> [Exercise passage]:
┌──

Figure 2: Collective positive rates of samples harvested at three different time points. D6P, HD6=6 day positive, harvested at 6 days. D6P, H8W=6 day positive, harvested at 8 weeks. 8WP, H8W=8 week positive, harvested at 8 weeks.

In a breakdown of the differences based on extraction method, the following comparisons are made in Figure 3. In pellets treated with Liberase TL and with human DNA removed, the LAMP targeting DNA that codes for 16S rRNA out-performed both the plasmid primers and the OspC primers when DNA extractions were performed using either MagJet or Qiagen kits.

Figure 3: Comparison of LAMP 16S ribosomal PCR, plasmid PCR, and OspC PCR when DNA was extracted using either Magjet or Qiagen kit Cat #51306. These samples were treated with Liberase TL and had the human DNA removed.

Differences based on harvesting time points show additional relationships. LAMP primers performed substantially better (Figure 4) than either the plasmid primers or the OspC primers. The LAMP method showed a 100% positive rate at each harvest time point when samples were pre-treated with Liberase TL and processed to remove human DNA.

LAMP technology was originally developed around the ability to perform PCR in the field or outside of a laboratory [9-14]. This has resulted in kits with workflow and simplicity advantages that can be performed outside of a biological hood on the bench in the clinical microbiology laboratory when pre-prepared lyophilized reagents are used. This application allows the addition of sample in buffer to a tube of lyophilized reagents, incubation at one temperature [15], and reads of turbidity or fluorescence using a simple instrument [16,17]. An additional advantage is that the nucleic acid in the sample does not have to be extracted or purified. LAMP primers are designed to amplify in a loop formation and then prime off the loops [18,19]. This serves as a way of generating considerably more product in considerably less time than conventional PCR [20].

└──

> [Work instruction]: Can you rewrite everything from "In a breakdown" down to "or Qiagen kits." in the LAMP comparison text, substituting "specimens" for "pellets"?

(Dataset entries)
┌──

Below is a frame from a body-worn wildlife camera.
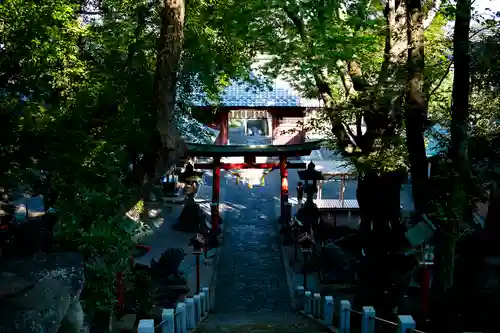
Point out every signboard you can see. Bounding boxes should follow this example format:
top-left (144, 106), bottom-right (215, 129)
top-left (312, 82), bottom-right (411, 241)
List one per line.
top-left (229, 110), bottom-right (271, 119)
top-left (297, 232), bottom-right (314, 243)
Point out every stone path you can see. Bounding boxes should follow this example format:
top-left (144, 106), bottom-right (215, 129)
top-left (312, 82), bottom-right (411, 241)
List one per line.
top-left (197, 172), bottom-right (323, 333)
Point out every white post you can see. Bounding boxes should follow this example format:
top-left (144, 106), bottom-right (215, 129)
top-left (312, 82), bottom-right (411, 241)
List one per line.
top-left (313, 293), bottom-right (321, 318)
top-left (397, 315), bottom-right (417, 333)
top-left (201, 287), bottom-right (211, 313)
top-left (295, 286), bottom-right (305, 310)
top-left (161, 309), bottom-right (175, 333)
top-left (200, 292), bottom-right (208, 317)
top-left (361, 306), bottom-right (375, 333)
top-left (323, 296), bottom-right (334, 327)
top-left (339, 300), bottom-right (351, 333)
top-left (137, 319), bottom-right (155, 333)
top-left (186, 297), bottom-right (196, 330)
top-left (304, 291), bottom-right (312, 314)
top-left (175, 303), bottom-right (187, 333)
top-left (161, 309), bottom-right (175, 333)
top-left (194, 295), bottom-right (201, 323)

└──
┌──

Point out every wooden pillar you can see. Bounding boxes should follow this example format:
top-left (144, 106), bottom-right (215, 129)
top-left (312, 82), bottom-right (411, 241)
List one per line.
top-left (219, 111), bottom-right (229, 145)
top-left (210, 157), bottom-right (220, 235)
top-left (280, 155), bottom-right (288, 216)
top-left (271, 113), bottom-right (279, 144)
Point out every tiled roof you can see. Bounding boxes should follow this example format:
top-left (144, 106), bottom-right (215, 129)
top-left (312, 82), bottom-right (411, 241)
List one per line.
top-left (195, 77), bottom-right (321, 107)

└──
┌──

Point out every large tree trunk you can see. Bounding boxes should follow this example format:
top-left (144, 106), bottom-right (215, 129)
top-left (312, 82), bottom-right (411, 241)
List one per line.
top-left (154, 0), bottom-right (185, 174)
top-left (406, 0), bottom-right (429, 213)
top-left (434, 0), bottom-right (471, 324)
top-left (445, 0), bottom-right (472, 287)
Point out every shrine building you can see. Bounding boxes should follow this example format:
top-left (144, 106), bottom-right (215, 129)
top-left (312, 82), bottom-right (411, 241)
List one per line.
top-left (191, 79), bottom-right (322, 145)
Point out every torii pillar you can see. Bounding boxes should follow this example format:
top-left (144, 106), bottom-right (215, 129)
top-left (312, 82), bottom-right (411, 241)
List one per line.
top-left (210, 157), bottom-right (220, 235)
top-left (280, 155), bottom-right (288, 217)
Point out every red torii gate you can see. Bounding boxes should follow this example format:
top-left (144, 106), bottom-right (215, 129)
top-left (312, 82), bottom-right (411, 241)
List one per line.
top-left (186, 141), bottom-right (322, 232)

└──

> [Response]:
In a breakdown of the differences based on extraction method, the following comparisons are made in Figure 3. In specimens treated with Liberase TL and with human DNA removed, the LAMP targeting DNA that codes for 16S rRNA out-performed both the plasmid primers and the OspC primers when DNA extractions were performed using either MagJet or Qiagen kits.